### [Problem]
Only one stretch of the listing below is wanted: the line with "Identify each instance of the transmission" and all lines after it. Reproduce that stretch exactly.

========================

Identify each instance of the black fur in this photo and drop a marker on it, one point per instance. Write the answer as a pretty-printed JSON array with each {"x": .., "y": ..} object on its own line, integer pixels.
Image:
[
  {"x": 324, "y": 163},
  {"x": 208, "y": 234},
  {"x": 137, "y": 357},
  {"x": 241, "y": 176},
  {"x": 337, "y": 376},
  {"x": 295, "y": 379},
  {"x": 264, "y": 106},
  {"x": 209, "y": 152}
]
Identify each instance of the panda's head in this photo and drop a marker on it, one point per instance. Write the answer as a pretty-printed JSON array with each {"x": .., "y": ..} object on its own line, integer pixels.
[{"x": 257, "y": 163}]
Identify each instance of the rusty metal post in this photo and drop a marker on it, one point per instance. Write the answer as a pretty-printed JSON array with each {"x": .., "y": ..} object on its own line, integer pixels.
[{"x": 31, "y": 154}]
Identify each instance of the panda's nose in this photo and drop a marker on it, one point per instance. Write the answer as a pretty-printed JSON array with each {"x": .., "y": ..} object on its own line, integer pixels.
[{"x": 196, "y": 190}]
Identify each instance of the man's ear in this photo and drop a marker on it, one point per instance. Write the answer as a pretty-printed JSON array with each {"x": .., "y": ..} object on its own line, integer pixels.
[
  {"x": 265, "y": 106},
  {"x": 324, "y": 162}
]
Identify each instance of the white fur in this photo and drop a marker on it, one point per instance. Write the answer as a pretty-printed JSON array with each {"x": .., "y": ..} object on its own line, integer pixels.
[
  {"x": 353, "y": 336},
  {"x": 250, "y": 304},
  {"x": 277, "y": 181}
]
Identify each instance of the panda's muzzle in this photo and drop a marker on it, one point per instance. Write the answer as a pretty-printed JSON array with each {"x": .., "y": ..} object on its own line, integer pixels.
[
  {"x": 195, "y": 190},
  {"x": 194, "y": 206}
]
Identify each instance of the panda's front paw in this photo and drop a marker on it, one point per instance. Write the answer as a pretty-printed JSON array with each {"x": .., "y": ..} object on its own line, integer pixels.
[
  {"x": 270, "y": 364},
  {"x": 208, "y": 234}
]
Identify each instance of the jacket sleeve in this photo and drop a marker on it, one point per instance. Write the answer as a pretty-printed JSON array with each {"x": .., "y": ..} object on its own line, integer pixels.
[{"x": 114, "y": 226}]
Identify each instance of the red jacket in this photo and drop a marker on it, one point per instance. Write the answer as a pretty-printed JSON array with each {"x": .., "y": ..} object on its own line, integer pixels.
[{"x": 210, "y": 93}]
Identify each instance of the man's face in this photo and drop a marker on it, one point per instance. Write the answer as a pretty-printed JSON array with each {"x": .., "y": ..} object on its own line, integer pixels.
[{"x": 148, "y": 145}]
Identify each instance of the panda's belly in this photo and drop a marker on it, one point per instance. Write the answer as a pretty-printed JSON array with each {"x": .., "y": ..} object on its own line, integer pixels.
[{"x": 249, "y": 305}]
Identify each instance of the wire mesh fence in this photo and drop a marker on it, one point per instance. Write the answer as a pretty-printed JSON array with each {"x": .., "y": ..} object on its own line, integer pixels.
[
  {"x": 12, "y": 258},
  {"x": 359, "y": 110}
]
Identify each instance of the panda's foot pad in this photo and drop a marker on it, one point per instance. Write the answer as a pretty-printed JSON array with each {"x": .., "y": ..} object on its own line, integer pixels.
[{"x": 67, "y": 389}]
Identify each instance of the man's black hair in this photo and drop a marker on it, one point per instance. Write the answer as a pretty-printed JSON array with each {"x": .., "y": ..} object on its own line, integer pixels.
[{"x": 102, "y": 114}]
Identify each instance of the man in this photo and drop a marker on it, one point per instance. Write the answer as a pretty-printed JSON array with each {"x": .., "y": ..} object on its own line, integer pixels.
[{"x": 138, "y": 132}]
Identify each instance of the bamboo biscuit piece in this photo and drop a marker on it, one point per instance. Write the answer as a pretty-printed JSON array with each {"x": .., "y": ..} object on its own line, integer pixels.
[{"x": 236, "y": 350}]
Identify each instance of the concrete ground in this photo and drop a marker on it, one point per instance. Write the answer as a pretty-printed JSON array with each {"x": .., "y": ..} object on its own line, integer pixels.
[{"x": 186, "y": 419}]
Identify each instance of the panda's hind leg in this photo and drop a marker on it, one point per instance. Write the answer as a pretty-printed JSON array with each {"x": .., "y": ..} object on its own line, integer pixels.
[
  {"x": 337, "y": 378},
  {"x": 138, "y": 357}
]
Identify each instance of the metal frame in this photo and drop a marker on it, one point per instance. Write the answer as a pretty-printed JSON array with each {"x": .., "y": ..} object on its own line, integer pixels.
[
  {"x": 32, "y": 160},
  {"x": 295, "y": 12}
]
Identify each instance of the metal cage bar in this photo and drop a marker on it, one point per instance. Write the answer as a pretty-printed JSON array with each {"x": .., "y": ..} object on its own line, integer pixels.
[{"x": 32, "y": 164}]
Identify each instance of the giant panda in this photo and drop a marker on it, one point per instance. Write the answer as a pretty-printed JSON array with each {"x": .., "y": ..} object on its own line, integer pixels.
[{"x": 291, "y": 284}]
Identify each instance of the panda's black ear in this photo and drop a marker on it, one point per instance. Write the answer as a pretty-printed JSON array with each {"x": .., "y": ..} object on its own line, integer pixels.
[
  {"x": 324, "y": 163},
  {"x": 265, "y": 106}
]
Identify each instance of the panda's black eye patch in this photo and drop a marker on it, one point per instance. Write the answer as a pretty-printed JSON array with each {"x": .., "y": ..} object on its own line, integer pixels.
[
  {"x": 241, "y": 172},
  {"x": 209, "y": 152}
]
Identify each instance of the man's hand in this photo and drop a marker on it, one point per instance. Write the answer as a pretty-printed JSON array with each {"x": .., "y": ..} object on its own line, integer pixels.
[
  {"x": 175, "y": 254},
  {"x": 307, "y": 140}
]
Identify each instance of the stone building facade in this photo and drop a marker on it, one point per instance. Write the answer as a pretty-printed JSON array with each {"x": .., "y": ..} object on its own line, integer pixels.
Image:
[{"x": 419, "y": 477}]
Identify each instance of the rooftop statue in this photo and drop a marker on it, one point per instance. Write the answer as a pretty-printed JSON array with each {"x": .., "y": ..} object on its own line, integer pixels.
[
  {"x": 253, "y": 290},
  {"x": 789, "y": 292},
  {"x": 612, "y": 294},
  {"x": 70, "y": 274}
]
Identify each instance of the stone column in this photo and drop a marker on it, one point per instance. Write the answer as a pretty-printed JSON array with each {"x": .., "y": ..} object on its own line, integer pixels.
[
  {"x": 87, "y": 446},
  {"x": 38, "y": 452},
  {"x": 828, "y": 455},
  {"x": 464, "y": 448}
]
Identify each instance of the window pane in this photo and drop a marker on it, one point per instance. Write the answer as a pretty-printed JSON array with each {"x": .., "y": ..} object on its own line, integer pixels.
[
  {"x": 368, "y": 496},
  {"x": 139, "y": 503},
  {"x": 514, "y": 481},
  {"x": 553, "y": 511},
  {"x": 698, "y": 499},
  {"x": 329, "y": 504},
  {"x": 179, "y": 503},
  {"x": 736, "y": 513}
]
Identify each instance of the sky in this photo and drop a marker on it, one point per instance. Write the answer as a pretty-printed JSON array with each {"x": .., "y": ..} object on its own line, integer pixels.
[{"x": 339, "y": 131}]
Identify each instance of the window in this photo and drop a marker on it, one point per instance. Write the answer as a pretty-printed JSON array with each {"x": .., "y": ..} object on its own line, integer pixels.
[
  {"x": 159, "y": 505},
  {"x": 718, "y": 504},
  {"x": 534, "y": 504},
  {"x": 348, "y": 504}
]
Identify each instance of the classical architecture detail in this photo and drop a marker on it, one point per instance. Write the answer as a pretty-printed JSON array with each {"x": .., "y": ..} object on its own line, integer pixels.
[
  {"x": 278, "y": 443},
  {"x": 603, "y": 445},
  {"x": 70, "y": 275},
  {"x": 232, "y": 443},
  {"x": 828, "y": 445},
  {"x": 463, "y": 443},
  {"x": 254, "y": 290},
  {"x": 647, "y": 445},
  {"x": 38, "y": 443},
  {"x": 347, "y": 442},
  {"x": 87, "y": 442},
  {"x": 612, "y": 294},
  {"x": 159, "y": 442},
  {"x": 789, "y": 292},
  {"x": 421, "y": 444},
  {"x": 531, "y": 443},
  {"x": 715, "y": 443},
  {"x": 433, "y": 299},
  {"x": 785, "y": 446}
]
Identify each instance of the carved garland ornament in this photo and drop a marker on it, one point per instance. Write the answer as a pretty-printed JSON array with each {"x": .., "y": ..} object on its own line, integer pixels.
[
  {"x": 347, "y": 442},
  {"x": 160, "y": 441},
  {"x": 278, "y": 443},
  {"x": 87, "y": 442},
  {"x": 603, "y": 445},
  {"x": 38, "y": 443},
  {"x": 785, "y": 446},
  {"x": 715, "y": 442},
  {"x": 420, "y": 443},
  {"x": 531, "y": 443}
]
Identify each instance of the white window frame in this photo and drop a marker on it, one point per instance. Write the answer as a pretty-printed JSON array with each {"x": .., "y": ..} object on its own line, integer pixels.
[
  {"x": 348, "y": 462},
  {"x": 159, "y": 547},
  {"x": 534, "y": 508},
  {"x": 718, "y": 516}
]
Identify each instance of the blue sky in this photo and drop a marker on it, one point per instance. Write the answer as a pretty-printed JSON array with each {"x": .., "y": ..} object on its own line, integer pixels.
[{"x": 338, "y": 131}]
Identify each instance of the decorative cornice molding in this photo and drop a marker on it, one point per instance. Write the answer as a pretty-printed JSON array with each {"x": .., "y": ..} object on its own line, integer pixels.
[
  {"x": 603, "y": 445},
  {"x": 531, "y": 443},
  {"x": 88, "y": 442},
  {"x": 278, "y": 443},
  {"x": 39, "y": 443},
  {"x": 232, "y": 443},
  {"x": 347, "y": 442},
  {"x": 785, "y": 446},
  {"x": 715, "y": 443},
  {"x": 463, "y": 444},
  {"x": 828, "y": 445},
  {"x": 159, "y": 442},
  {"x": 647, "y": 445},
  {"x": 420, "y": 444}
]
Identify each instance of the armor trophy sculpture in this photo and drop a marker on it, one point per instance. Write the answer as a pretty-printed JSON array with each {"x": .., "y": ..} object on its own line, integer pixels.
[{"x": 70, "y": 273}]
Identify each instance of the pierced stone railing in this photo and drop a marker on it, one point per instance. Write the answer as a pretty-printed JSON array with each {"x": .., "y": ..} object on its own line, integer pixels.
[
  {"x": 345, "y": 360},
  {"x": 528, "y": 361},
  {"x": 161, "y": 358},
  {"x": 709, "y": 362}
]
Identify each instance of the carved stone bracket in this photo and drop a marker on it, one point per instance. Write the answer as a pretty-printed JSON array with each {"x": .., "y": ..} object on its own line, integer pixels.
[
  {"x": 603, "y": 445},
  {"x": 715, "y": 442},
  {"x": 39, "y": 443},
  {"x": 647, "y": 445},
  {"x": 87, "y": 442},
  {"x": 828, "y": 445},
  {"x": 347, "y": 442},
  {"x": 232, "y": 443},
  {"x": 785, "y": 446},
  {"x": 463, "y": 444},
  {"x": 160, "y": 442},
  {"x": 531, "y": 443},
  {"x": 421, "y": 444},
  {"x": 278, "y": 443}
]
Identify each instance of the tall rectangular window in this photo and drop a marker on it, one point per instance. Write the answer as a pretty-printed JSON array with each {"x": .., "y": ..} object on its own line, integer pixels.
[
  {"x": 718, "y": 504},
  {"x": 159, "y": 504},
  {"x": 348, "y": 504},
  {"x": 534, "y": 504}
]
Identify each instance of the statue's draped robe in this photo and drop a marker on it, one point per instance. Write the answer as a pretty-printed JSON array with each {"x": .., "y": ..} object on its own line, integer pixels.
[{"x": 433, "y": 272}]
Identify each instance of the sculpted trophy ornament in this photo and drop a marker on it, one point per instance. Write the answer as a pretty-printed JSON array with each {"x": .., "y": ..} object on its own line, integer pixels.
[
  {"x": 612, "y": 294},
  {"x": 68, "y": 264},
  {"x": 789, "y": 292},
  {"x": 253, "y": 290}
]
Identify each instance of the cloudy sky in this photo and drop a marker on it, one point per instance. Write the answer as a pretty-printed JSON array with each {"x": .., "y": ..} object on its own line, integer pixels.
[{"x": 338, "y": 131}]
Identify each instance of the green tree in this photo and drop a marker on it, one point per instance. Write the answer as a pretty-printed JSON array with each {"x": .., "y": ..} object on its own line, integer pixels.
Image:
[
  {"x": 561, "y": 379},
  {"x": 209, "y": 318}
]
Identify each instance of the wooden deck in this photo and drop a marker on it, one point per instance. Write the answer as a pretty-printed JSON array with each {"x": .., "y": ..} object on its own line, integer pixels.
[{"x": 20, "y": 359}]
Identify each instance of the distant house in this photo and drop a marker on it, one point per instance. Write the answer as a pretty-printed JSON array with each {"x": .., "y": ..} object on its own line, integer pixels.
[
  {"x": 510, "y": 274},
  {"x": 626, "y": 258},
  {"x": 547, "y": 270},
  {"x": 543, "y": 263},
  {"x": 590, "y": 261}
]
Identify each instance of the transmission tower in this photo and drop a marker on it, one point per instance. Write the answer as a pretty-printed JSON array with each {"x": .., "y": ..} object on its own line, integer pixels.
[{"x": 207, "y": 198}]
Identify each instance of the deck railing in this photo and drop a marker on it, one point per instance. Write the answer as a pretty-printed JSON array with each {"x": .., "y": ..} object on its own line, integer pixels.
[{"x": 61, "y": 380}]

========================

### [Solution below]
Identify each instance of the transmission tower in this photo and drop a marker on it, one point per instance. Write the answer as a pretty-printed JSON array with each {"x": .., "y": ..} object on its own line, integer pixels.
[{"x": 207, "y": 198}]
Identify each instance of the deck railing in this photo and drop a marker on it, one point per instance. Write the answer as a pretty-printed JSON array with each {"x": .., "y": ..} object on its own line, integer pixels.
[{"x": 61, "y": 380}]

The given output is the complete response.